- **Work request**
Could you filter the records below down to the lines that include the word "post"?

[Dataset entries]
== == ==
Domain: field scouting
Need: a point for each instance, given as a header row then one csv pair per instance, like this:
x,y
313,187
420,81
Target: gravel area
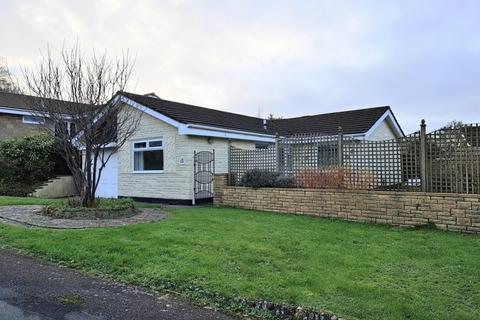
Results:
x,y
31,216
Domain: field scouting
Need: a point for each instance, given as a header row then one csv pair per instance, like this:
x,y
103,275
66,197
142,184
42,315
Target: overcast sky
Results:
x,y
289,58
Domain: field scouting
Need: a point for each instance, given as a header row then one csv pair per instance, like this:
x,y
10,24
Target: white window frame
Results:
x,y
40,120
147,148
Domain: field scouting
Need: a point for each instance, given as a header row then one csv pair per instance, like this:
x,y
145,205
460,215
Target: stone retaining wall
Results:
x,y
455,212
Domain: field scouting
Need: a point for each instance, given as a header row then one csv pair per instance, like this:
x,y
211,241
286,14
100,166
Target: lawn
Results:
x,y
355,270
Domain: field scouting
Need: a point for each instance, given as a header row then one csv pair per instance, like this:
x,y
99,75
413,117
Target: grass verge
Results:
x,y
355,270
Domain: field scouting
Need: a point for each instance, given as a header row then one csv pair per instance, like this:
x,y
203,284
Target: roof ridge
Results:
== == ==
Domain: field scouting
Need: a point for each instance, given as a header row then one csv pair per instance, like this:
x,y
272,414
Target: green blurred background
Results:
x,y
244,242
== == ==
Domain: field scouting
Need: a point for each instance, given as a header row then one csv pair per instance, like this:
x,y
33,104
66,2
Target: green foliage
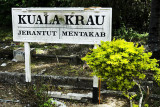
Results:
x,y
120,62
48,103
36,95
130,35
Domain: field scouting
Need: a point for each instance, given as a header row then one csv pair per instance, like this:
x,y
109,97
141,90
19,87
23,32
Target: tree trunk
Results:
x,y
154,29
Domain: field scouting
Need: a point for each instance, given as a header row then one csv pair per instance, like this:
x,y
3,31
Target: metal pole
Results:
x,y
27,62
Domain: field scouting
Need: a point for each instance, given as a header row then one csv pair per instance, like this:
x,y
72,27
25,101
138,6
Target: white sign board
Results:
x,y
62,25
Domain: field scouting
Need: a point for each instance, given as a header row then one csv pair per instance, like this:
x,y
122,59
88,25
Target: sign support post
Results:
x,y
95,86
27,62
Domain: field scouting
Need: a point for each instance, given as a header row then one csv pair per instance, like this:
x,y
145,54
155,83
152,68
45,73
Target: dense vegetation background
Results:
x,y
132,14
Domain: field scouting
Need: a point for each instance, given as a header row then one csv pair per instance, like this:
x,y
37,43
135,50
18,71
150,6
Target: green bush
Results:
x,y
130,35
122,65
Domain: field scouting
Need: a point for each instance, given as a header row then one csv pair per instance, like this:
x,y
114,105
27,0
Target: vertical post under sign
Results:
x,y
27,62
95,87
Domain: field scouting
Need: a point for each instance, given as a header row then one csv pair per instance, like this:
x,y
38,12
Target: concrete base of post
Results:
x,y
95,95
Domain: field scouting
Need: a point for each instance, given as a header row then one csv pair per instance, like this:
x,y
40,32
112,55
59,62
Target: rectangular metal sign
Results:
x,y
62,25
== == ==
- **Expected answer**
Target: sign support post
Target: vertical post under sign
Target: concrete base of post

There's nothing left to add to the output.